For example, system 300 may be a voice control interface that may control movement (scrolling, zooming, panning, rotating, pitching, yawing, and/or any other suitable movement) across a user interface (e.g., user interface 350). For example, a user may use voice commands to cause system 300 to move a screen, control a cursor, move a movable indicator, and/or control user interface 350 in any suitable manner. For example, a user may use voice commands as a technique of control that may be an alternative to control by hand (e.g., using a hand to move a mouse, strike a keyboard, and/or touch a touch board). For example, a user may use voice commands to control system 300 to make a selection and/or further inspect an item on an exemplary user interface (e.g., user interface 350).

For example, a user may utter one or more words that may be detected, processed, and/or analyzed by the exemplary voice recognition device (e.g., voice recognition device 310 and/or 330) and/or the exemplary voice recognition module as disclosed herein. For example, the exemplary system and method may increase voice-control versatility by allowing commands (e.g., predetermined commands) to have a plurality of states (e.g., two or more states) that may be carried out based on a single command (e.g., voice command or utterance). Also for example, a plurality of commands may be paired with each other (e.g., a command indicating a primary action and a command indicating a secondary action), e.g., to allow system 300 to anticipate a pending secondary action based on a second command after a primary action has been initiated by a first command. For example, a primary or first command may initiate a movement (e.g., “zoom,” “zoom in,” “scroll down,” “rotate left,” and/or any other command) and a secondary or second command (e.g., a sustaining command”) may adjust the action initiated by the first command as disclosed, e.g., below. For example as disclosed below, a user may use a secondary command to change a state of operation (e.g., speed up or slow down scrolling and/or make any other desired adjustment to an ongoing action). For example as disclosed in the exemplary embodiments below, a user may extend a primary action for as much time as desired before triggering a secondary action. Further commands may be also used in conjunction with the first (e.g., primary) command and second (e.g., secondary or sustaining) command.

Returning to FIG. 2A, user interface 350 provides an illustration of an operation of the exemplary system and method. For example, a user may use voice commands to control scrolling of user interface 350. For example, the exemplary system may utilize a primary command and/or a sustaining command having a plurality of states. For example, the exemplary system may utilize a primary command and/or a sustaining command including two or more speeds for an action such as scrolling (e.g., or any other suitable type of action such as, for example, zooming, panning, rotating, pitching, yawing, and/or any other suitable movement) for browsing a website menu or other formatted content. For example, the exemplary system may utilize a primary command and/or a sustaining command having two speeds (e.g., or more speeds) for continuous scrolling or movement of an indicator (e.g., such as a cursor or other suitable indicator for use on a graphical user interface). For example, a first speed (e.g., a default speed) may be any suitable speed that is fast enough (e.g., may scroll suitably swiftly enough) for skimming content (e.g., “quick scrolling”). Also for example, a second speed may be slower than the first speed (e.g., a fraction of the first speed). For example, the second speed may be suitable for reading and/or more careful inspection of content (e.g., “fine scrolling”). The sustaining command may also include other exemplary speeds such as a third speed (e.g., “very quick scrolling”) that is faster than the first speed, a fourth speed (e.g., “quick-fine scrolling”) that is between the first and second speed, and/or a fifth speed (e.g., “very fine scrolling”) that is slower than the second speed. For example, the first and second speed (e.g., and/or any other suitable speed such as the third, fourth, and fifth speed) can be customized by a user (e.g., of system 300). For example, the first and second speed may be customized as independent values or as a single value and a fraction (e.g., a fraction of the single value).

******************************

◆ **Work to do**:
[1] In the voice control passage, which speed is described as slower than the second speed?
[2] Continue the voice control passage after its final sentence.

Dataset entries:

******************************

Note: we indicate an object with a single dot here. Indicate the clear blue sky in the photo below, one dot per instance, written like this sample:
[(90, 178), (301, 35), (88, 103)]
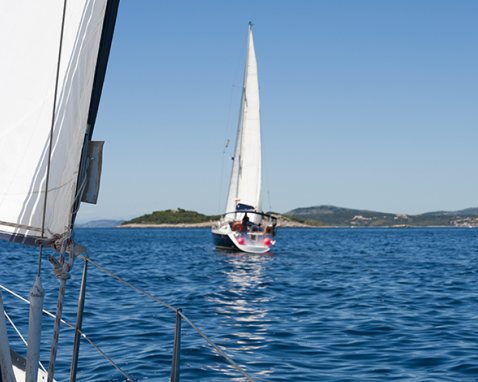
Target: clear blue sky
[(365, 104)]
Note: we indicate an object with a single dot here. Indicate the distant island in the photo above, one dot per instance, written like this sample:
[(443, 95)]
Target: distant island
[(317, 216), (190, 219), (331, 216)]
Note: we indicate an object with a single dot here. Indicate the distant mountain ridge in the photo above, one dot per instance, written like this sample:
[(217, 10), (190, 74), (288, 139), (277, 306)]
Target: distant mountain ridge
[(318, 216), (326, 215)]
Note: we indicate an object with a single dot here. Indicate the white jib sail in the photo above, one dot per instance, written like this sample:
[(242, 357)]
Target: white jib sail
[(29, 41), (246, 177)]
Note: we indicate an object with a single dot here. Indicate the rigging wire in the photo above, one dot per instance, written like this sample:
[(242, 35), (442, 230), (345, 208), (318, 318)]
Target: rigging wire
[(71, 326), (20, 335), (174, 309), (50, 145)]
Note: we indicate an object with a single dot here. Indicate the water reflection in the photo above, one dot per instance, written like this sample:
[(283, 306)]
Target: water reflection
[(244, 300)]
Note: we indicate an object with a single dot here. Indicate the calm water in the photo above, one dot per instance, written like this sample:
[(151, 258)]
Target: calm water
[(327, 305)]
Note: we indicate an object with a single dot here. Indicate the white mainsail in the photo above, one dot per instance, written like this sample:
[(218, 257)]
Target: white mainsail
[(30, 40), (246, 177)]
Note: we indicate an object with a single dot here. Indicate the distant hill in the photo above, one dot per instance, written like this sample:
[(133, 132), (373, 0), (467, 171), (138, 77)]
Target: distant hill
[(346, 217), (177, 216), (100, 224)]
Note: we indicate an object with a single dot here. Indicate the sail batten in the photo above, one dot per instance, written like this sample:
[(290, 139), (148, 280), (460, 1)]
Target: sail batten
[(27, 88), (245, 183)]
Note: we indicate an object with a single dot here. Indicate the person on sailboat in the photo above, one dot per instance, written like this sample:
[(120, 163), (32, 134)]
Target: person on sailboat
[(245, 222)]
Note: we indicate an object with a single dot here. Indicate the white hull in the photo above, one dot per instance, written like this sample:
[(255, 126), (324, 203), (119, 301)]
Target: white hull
[(250, 238)]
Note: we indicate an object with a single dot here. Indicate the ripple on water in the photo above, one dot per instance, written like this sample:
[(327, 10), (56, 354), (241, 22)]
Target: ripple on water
[(327, 305)]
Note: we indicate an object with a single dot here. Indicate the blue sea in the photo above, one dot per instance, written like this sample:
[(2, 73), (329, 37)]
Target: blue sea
[(325, 305)]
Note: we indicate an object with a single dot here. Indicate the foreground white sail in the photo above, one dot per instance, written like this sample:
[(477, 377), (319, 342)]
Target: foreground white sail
[(30, 40), (54, 56), (244, 226)]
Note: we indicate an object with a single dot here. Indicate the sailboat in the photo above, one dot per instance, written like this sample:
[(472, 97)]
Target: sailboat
[(54, 62), (244, 226)]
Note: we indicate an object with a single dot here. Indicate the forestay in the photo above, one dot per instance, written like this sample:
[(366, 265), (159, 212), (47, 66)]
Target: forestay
[(30, 41), (245, 184)]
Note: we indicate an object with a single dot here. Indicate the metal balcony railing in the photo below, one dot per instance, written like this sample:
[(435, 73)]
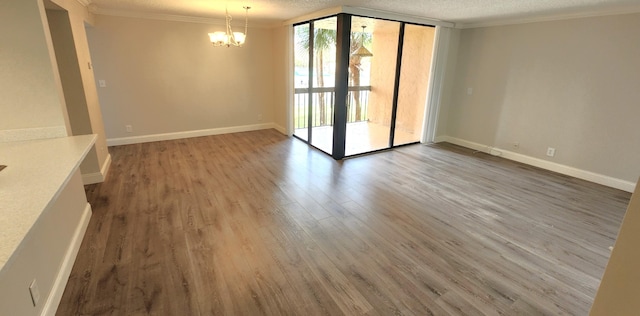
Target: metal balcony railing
[(323, 105)]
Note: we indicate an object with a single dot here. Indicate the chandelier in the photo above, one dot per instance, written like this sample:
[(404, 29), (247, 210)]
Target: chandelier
[(362, 51), (230, 37)]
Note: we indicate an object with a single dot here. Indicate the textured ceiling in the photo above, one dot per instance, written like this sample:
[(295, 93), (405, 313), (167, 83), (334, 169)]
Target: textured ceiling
[(457, 11)]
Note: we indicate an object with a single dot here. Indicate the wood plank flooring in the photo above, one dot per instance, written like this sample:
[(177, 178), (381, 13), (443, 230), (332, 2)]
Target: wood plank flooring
[(258, 223)]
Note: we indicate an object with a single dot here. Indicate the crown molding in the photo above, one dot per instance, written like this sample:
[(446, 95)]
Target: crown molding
[(84, 3), (170, 17), (558, 17), (368, 13)]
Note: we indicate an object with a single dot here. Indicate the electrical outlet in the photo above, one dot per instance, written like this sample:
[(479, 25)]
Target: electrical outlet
[(35, 292), (551, 152)]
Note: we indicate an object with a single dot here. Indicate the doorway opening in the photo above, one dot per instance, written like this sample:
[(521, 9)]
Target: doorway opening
[(349, 101)]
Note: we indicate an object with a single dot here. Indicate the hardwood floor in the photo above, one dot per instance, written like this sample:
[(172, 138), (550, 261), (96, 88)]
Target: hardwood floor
[(260, 224)]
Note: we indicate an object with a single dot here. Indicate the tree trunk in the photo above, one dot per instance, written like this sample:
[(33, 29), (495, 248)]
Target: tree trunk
[(320, 79), (354, 66)]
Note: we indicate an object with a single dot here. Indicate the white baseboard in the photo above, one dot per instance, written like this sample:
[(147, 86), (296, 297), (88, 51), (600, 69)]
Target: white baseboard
[(544, 164), (52, 303), (189, 134), (97, 177), (464, 143)]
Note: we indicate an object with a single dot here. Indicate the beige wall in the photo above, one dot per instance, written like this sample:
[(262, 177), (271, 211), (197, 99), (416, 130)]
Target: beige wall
[(166, 77), (84, 85), (281, 75), (29, 84), (620, 287), (414, 77), (32, 101), (571, 85), (383, 68)]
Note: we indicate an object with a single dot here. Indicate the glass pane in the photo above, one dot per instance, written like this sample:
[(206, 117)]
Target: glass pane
[(371, 81), (323, 90), (414, 82), (301, 81)]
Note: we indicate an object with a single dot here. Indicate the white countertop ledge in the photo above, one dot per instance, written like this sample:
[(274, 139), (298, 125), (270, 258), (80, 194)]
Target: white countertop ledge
[(36, 173)]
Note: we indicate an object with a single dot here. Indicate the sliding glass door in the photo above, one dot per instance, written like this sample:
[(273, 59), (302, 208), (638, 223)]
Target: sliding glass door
[(371, 84), (315, 63), (360, 83)]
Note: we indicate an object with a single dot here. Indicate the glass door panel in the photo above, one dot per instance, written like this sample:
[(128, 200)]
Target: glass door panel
[(323, 83), (414, 81), (371, 84), (301, 82)]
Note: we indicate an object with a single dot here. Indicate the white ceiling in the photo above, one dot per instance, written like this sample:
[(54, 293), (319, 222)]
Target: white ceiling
[(461, 12)]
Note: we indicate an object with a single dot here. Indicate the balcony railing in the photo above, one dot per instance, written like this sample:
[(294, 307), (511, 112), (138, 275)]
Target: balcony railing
[(324, 103)]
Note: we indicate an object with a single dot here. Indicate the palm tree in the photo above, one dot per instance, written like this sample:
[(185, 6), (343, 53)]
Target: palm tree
[(354, 67), (323, 39)]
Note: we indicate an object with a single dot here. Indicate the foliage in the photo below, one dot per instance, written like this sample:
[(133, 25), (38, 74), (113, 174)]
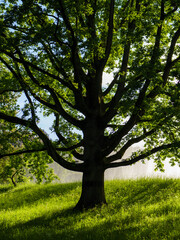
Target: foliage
[(54, 53), (138, 209), (20, 168)]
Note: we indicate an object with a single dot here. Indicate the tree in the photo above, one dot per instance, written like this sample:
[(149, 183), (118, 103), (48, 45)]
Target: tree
[(19, 168), (55, 53)]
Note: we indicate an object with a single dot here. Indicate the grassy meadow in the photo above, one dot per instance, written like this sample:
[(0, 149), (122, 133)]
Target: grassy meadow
[(137, 209)]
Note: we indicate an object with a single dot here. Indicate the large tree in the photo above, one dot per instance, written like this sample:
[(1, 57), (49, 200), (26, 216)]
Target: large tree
[(55, 53)]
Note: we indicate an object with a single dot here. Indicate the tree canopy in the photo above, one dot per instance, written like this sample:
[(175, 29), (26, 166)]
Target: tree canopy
[(55, 54)]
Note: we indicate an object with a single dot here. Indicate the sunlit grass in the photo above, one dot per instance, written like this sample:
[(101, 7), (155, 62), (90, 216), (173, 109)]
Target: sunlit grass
[(137, 209)]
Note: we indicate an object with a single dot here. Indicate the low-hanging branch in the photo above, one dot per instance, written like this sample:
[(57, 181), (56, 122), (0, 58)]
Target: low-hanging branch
[(130, 161)]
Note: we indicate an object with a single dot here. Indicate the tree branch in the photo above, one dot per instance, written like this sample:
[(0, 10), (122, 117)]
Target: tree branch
[(130, 161)]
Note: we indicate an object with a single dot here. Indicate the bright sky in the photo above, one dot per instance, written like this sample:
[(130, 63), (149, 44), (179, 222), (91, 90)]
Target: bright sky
[(136, 170)]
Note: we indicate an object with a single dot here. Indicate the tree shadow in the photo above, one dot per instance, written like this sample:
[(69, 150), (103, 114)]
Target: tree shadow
[(33, 193)]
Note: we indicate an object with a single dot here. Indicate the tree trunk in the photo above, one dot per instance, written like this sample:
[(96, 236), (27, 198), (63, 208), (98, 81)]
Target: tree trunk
[(92, 188)]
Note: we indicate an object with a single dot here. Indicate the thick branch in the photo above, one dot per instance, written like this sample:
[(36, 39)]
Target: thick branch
[(130, 161), (120, 153)]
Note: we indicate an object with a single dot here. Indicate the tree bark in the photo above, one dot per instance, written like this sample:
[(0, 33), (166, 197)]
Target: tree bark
[(92, 188)]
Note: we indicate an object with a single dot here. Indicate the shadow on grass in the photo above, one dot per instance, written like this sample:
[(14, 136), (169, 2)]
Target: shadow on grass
[(143, 191), (33, 193), (5, 188), (57, 226)]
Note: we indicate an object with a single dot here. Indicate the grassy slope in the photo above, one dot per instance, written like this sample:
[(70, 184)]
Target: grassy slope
[(137, 209)]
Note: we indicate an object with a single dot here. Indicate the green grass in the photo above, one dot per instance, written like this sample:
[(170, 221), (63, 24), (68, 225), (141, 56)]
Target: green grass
[(137, 209)]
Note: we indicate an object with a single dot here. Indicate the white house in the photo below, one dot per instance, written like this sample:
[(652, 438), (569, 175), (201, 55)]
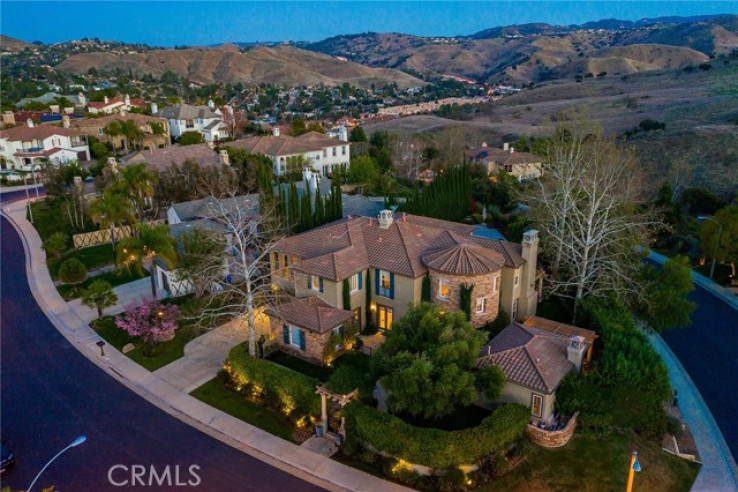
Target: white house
[(201, 119), (324, 153), (25, 147)]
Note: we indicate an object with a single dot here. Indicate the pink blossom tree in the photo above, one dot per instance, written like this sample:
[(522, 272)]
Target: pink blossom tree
[(149, 319)]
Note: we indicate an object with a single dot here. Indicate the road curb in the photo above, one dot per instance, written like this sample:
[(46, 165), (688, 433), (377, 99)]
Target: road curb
[(323, 470)]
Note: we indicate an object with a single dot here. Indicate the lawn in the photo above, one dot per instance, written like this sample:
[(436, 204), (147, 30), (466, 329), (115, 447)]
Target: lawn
[(590, 463), (215, 394), (171, 350), (69, 292), (92, 257)]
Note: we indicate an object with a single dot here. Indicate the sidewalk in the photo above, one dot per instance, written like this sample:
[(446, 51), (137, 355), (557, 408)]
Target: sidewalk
[(266, 447)]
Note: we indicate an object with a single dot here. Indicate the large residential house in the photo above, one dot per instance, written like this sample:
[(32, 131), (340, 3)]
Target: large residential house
[(26, 147), (324, 153), (536, 356), (151, 139), (116, 104), (522, 165), (202, 119), (392, 257)]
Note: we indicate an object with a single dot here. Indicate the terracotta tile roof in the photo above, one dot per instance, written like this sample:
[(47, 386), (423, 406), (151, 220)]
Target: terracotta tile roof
[(464, 259), (162, 158), (286, 145), (340, 249), (310, 313), (529, 357), (25, 133)]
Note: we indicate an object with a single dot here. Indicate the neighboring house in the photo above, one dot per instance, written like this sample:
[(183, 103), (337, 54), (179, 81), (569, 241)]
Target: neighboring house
[(204, 214), (303, 326), (535, 361), (522, 165), (115, 105), (95, 127), (202, 119), (394, 257), (324, 153), (26, 147), (176, 154)]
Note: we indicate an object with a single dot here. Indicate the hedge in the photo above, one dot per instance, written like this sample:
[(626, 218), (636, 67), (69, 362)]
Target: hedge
[(435, 448), (293, 393)]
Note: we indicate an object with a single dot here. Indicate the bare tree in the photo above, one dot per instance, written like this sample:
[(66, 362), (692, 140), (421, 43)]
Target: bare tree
[(588, 207), (241, 284)]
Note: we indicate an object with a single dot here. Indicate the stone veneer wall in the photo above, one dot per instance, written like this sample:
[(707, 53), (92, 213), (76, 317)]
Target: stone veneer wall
[(553, 439), (483, 287)]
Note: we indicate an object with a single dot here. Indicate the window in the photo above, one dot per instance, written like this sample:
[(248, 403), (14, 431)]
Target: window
[(385, 284), (384, 317), (294, 336), (444, 289), (536, 405), (355, 282), (481, 304), (315, 283)]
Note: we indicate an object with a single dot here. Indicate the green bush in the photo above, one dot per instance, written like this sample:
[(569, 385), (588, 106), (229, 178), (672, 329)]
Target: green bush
[(281, 388), (434, 447), (72, 271)]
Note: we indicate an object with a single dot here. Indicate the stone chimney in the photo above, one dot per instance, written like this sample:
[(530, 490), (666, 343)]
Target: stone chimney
[(8, 118), (225, 159), (385, 219), (575, 351)]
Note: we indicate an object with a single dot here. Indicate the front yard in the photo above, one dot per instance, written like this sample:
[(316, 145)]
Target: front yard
[(170, 351)]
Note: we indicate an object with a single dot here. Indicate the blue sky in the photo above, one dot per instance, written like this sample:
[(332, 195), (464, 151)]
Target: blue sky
[(169, 23)]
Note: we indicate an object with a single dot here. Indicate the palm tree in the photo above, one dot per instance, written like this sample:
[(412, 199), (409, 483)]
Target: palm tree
[(112, 210), (99, 295), (150, 242)]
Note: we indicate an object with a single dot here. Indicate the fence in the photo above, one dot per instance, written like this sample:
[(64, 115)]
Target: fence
[(95, 238)]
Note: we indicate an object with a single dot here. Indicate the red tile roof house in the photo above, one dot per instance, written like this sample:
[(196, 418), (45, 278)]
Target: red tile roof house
[(535, 357), (26, 147), (115, 105), (522, 165), (391, 256)]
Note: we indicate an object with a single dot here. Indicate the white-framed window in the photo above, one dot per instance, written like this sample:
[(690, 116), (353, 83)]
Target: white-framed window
[(354, 282), (480, 305), (444, 288), (536, 405)]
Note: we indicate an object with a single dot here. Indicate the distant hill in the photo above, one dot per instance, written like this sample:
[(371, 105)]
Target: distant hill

******************************

◆ **Answers for the tasks**:
[1] The fifth speed, called "very fine scrolling."

[2]
For example, a user may control system 300 by saying a first (e.g., primary) command and a second (e.g., secondary or sustaining) command. For example, a user may utter a primary command (e.g., such as “scroll down”) instructing system 300 to scroll down at a first speed (e.g., a “quick scrolling” speed). For example, based on a first (e.g., primary) command of “scroll down” uttered by a user, graphical user interface 350 may scroll down at a first speed (e.g., “quick scrolling”) from the display illustrated in FIG. 2A to the display illustrated in FIG. 2B. For example, feature 354 that may be a marker on a feature 352 that may be a scroll bar may move down from the position shown in FIG. 2A to the position shown in FIG. 2B. Also for example, objects (e.g., text, graphic, media such as video, and/or any other suitable interface element) such as those marked by letters in FIGS. 2A and 2B may move down on graphical user interface 350 at the first speed (e.g., a “quick scrolling” speed).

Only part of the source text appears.